# Description of the task
Retype the lines from the one containing "Every instance of the small" to the one containing "POLYGON ((184 150, 199", both included, character for character.

::: Records provided :::

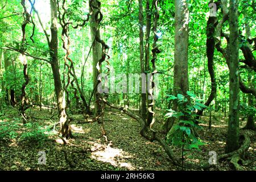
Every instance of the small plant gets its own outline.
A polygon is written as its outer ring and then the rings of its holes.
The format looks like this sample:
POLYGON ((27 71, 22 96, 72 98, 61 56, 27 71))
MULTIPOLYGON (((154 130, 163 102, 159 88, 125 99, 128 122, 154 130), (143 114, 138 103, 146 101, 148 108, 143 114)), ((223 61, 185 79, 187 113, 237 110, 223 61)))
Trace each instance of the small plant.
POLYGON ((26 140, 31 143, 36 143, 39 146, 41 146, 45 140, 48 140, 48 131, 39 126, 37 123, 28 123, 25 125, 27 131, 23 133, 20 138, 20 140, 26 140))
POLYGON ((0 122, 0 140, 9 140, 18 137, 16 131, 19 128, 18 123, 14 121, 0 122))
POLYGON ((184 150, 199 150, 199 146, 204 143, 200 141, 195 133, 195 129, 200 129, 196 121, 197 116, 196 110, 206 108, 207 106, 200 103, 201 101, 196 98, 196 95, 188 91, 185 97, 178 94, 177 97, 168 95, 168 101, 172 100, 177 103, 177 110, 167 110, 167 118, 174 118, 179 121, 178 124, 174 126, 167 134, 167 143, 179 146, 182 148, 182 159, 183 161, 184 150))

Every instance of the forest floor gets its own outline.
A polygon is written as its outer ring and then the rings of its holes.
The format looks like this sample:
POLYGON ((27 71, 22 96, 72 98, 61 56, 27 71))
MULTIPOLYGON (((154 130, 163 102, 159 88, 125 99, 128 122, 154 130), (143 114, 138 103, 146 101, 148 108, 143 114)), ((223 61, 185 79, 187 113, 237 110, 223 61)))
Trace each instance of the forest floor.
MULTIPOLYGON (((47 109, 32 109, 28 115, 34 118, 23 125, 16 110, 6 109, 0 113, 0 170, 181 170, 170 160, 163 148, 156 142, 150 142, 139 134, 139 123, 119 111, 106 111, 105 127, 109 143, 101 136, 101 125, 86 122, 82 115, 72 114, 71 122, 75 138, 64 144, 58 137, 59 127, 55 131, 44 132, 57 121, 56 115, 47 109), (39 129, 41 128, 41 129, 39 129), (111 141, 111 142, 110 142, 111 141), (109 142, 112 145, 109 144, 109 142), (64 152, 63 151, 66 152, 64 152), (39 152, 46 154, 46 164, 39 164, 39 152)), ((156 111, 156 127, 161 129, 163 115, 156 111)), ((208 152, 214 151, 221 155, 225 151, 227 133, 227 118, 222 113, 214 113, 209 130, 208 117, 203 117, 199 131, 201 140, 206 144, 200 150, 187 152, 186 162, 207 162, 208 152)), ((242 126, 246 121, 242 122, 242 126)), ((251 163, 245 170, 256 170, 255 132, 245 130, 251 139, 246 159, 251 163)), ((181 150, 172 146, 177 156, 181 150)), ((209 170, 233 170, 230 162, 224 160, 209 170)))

:::
::: Records provided :::

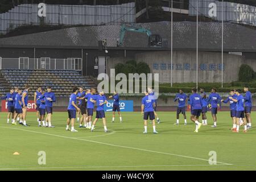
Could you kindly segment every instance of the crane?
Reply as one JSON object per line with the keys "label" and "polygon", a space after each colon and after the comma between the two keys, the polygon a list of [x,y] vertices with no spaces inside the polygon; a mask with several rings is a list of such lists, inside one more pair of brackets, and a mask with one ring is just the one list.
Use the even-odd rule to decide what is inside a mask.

:::

# Result for this exercise
Every instance of the small plant gets its own outline.
A polygon is written as its outer ring and then the rings of its holes.
The format looks like this sample:
POLYGON ((27 71, 22 96, 72 98, 61 56, 27 71))
MULTIPOLYGON (((154 130, 163 102, 159 88, 125 99, 128 122, 154 130), (143 114, 138 103, 146 101, 148 108, 143 114)), ((223 61, 185 79, 187 113, 237 110, 223 61)))
Trace each instance of the small plant.
POLYGON ((26 140, 31 143, 36 143, 39 146, 41 146, 45 140, 48 140, 48 131, 39 126, 37 123, 28 123, 25 125, 27 131, 23 133, 20 138, 20 140, 26 140))
POLYGON ((0 122, 0 140, 9 140, 18 137, 16 131, 19 128, 18 123, 14 121, 0 122))
POLYGON ((184 150, 199 150, 199 146, 204 143, 200 141, 195 133, 195 129, 200 129, 196 121, 197 116, 196 110, 206 108, 207 106, 200 103, 201 101, 196 98, 196 95, 188 91, 185 97, 178 94, 177 97, 168 95, 168 101, 172 100, 177 103, 177 110, 167 110, 167 118, 174 118, 179 121, 178 124, 174 126, 167 134, 167 143, 179 146, 182 148, 182 159, 183 161, 184 150))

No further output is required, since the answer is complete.